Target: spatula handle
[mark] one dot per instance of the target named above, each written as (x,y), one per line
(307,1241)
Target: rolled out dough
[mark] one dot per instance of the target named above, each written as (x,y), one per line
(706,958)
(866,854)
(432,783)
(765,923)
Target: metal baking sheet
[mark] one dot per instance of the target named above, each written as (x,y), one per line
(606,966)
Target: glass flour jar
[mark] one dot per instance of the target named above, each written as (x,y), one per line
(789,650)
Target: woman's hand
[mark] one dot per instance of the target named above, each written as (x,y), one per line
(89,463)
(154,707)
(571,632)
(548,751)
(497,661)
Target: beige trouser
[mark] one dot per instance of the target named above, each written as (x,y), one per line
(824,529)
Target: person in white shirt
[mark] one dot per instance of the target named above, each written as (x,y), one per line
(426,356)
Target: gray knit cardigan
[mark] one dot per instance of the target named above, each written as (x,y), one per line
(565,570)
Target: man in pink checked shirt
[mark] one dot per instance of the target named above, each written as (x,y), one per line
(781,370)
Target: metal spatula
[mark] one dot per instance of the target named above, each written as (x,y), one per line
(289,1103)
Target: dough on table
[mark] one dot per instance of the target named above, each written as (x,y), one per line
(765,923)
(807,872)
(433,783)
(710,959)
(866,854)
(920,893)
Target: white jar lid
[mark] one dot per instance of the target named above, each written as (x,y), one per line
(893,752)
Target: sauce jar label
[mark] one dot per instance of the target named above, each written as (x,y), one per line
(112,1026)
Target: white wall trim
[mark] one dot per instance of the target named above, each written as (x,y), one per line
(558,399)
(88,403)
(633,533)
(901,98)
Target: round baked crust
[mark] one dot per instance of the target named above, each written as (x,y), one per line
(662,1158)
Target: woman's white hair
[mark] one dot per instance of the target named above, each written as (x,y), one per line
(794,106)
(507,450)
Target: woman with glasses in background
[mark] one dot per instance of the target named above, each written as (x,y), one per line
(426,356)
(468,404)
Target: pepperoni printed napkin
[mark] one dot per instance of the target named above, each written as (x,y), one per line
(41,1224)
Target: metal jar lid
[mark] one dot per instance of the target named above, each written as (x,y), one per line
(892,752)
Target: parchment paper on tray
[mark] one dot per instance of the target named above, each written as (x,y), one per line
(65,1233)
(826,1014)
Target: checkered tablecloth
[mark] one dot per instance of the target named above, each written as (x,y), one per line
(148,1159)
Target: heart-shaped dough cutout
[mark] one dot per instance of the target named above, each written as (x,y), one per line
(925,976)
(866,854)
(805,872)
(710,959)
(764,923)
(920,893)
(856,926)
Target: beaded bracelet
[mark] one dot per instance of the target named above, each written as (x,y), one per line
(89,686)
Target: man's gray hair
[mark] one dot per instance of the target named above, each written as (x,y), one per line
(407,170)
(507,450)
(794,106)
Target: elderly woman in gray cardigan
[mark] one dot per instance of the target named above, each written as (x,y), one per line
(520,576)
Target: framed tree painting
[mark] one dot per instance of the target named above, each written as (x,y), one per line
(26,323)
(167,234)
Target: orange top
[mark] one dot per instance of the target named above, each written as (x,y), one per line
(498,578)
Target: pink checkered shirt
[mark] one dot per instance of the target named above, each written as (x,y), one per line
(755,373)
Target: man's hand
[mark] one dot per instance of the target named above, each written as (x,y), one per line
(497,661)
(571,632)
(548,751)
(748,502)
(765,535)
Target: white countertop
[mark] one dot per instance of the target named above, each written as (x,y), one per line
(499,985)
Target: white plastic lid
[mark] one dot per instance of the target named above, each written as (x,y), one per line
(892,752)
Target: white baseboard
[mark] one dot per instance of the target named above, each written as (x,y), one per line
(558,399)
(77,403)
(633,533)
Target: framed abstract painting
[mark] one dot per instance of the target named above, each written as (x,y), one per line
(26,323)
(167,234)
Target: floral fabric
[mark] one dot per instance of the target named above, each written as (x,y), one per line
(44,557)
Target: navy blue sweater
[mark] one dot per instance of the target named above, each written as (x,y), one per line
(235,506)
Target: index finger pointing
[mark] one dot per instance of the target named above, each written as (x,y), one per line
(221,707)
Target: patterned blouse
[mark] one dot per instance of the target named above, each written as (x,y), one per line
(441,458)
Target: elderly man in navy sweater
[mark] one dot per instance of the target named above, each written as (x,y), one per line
________________________
Exercise. Retype the entries above exactly, but only from the line containing "Target: man's gray hair" through the line containing "Target: floral fabric", both included.

Written response.
Target: man's gray hair
[mark] one dot per instance of the target named above, each written as (x,y), one per line
(407,170)
(507,450)
(794,106)
Target: elderly woman in gray cardigan
[mark] one dot per instance of the target named above, each written as (x,y), one per line
(520,576)
Target: framed tree painting
[mark] one dot per instance of the target named above, each written as (x,y), one per line
(26,323)
(167,234)
Target: orange top
[mark] one dot per instance of the target named above, each written as (x,y), one per line
(498,578)
Target: pink checkered shirt
[mark] one dot per instance of the target named above, each written as (x,y), one per line
(755,373)
Target: man's hand
[mark] one dot per instance of the target named above, each written as (x,y), one per line
(497,661)
(571,632)
(548,751)
(748,502)
(765,535)
Target: white countertop
[mark] one dot per instance of the target named above, each written as (x,y), one per line
(499,985)
Target: white plastic lid
[mark] one dot per instance of the target named above, each written as (x,y), one per line
(892,752)
Target: white baseboard
[mark] one dot per instance of the target named above, each written as (x,y), one per line
(558,399)
(77,403)
(633,533)
Target: framed abstract painting
[mark] one dot per instance of the target named above, each written as (x,y), one per line
(26,323)
(167,234)
Target: floral fabric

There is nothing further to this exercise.